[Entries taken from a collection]
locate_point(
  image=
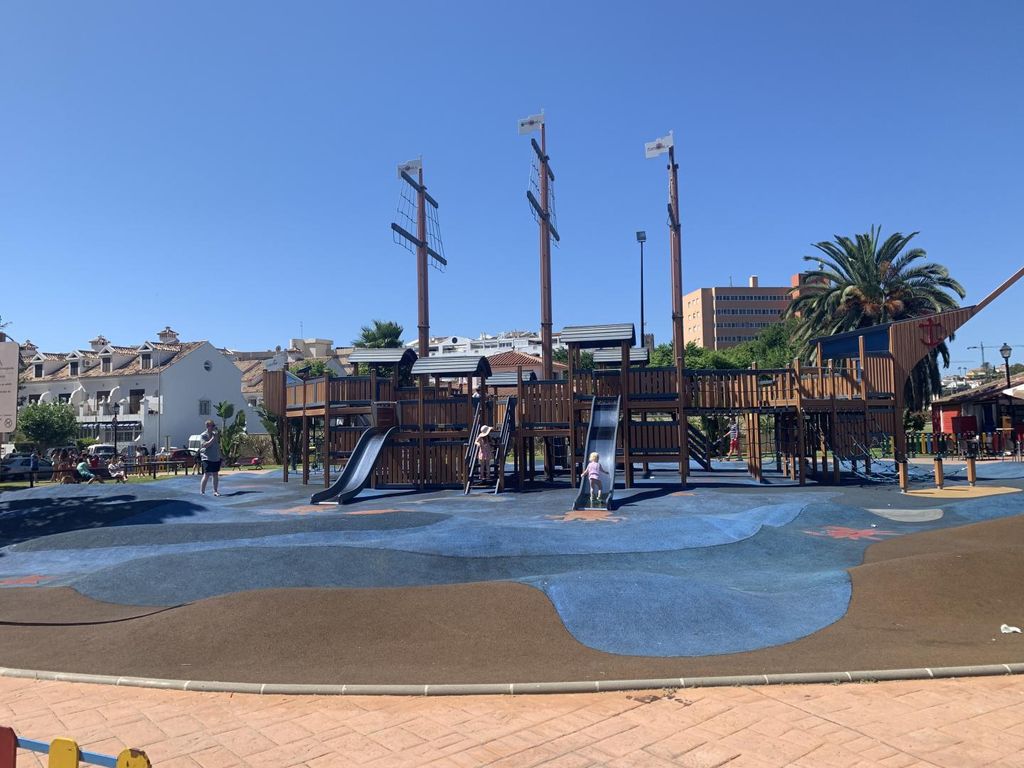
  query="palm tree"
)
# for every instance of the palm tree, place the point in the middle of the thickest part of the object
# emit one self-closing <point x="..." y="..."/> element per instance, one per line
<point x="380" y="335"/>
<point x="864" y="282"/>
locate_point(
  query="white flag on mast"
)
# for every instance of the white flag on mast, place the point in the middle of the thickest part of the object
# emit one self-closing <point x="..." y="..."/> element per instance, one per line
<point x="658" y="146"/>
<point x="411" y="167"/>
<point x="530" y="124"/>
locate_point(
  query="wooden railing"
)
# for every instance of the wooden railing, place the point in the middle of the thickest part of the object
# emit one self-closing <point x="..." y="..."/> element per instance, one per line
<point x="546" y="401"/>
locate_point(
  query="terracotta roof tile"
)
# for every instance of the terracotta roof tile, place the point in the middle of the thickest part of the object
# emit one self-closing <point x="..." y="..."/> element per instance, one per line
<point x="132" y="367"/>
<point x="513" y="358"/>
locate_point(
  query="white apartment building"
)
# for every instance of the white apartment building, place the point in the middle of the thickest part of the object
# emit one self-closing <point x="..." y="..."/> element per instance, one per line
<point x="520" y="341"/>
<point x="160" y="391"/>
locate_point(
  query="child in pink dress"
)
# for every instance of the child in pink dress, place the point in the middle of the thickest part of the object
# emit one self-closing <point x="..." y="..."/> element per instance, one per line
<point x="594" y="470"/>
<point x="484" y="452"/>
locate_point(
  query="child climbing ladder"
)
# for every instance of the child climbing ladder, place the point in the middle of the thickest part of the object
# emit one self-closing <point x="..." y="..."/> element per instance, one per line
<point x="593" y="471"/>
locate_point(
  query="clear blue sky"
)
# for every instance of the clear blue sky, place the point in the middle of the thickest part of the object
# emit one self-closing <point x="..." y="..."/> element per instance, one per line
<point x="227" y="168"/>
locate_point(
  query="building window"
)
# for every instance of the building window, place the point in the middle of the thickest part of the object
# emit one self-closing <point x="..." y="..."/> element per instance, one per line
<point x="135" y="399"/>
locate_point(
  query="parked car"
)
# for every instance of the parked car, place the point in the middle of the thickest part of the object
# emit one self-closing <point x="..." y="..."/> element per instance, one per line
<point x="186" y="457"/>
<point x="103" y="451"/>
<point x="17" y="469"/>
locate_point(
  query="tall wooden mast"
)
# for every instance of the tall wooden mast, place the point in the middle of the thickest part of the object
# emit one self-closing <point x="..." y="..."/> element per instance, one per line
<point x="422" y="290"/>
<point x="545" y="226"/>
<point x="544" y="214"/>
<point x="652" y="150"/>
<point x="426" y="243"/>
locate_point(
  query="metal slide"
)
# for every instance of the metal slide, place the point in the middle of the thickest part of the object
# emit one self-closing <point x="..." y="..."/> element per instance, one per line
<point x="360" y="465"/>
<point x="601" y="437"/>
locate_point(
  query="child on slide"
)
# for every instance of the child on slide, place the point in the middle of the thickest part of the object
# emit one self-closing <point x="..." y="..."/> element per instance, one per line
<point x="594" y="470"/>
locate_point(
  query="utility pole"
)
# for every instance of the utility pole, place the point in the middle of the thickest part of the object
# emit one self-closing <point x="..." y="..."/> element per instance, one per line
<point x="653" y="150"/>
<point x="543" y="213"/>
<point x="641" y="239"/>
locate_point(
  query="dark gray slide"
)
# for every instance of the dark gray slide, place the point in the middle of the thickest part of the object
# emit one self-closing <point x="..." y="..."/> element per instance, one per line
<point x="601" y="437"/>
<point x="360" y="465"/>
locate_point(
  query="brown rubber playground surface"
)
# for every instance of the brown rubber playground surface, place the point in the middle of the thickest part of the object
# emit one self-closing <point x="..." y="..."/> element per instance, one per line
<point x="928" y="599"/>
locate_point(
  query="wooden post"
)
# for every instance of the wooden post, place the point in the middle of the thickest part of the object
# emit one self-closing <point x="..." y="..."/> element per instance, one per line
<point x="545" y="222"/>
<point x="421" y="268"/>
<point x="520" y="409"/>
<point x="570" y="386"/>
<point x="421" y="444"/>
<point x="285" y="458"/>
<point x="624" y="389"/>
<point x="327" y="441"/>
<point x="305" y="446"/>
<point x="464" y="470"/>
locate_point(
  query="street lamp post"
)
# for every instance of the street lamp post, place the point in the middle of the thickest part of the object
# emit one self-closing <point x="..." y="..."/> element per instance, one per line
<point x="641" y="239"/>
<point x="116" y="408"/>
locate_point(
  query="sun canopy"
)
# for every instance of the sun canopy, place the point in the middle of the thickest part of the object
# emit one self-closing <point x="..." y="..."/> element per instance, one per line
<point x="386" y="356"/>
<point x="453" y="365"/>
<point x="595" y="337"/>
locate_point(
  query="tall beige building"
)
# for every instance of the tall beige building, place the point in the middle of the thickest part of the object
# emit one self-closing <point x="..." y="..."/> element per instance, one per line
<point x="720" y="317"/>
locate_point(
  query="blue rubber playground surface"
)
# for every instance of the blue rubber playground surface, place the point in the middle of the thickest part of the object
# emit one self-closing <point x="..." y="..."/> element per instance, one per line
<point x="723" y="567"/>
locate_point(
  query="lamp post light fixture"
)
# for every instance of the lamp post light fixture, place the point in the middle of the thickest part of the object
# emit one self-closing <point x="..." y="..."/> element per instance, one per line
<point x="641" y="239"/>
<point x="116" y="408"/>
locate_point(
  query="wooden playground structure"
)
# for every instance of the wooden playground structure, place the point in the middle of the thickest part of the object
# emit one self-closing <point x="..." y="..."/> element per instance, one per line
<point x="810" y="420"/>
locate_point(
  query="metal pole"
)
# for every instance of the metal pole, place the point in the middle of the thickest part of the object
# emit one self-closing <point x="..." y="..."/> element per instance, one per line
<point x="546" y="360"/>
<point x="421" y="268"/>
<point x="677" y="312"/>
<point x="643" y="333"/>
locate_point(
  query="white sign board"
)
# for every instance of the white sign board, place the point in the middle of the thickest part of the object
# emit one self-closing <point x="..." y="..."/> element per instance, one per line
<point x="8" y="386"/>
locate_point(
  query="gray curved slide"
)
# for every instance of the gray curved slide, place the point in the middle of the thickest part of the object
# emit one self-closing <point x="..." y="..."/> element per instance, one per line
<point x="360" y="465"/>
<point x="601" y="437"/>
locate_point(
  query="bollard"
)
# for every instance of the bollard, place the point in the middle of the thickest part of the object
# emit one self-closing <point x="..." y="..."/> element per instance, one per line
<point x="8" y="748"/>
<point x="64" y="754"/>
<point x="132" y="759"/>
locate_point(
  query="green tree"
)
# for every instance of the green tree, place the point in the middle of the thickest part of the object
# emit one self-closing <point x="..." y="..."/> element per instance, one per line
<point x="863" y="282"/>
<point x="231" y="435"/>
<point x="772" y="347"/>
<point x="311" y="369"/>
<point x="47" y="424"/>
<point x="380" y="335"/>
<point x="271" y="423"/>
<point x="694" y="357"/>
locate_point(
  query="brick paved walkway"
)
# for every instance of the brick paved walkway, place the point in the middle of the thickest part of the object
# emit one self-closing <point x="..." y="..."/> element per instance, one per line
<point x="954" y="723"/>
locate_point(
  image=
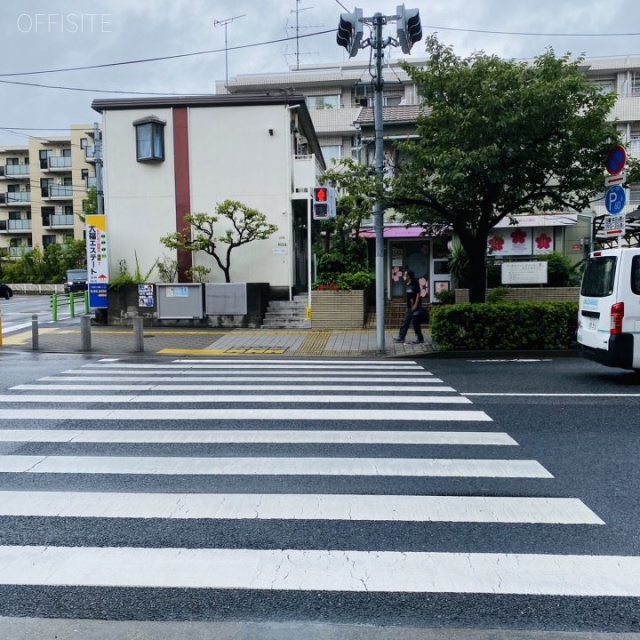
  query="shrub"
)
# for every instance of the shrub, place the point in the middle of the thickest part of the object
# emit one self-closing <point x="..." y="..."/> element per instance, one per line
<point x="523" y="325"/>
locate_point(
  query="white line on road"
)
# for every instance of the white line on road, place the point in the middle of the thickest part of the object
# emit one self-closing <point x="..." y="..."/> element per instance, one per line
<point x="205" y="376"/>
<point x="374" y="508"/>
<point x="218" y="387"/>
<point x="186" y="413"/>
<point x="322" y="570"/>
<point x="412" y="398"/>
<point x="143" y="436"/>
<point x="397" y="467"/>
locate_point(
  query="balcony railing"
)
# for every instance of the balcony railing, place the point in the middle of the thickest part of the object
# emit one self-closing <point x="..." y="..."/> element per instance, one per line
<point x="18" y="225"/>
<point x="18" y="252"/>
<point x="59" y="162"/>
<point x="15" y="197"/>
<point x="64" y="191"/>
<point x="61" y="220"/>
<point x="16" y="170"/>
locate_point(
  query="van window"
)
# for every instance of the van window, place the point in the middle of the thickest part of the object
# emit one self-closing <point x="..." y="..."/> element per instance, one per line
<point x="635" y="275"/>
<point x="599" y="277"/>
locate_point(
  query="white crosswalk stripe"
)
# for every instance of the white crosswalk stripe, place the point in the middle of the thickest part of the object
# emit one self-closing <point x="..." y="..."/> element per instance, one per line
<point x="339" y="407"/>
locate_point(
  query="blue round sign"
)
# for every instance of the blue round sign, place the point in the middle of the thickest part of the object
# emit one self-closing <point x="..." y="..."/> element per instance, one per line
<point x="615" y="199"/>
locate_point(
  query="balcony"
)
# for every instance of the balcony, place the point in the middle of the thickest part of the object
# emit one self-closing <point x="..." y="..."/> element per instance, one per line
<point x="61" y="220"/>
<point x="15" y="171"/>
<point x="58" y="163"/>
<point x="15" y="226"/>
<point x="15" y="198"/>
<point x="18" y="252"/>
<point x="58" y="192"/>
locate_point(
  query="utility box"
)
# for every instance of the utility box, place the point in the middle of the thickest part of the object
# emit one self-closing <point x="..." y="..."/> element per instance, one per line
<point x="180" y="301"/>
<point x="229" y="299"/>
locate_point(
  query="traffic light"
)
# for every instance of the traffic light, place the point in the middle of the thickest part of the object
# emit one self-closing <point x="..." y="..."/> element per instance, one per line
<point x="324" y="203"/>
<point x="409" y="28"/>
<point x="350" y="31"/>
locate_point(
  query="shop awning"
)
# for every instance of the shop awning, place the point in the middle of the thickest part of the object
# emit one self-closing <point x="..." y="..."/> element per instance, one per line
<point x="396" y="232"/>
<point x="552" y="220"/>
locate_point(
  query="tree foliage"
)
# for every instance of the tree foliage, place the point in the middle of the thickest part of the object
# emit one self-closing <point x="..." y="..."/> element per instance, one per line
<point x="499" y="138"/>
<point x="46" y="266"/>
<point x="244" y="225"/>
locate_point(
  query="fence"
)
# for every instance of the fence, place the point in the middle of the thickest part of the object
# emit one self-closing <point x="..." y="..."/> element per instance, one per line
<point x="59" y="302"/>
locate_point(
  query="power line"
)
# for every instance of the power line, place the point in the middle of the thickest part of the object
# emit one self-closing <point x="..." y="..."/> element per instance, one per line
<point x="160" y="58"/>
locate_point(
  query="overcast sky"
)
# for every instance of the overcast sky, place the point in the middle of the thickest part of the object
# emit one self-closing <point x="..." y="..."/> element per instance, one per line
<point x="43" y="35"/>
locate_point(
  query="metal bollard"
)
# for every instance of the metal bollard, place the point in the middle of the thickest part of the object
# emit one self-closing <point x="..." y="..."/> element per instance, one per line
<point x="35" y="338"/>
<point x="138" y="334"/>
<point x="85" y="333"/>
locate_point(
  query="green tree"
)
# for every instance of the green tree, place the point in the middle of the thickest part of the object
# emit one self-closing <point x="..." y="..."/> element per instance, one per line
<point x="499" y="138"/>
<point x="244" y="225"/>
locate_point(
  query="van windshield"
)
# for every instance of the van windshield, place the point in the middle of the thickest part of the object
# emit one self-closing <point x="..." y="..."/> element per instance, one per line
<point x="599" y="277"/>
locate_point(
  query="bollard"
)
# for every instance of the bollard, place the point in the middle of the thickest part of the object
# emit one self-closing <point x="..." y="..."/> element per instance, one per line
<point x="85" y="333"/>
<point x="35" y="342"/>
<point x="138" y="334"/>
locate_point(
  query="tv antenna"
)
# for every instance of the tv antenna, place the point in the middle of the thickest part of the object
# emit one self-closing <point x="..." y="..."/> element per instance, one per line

* TASK DIRECTIONS *
Looking through the data above, copy out each line in which the string "shrub" occurs.

* WRITTEN ANSWER *
  query="shrub"
# for every instance of the shrub, place the point in the middle of the thickest part of the object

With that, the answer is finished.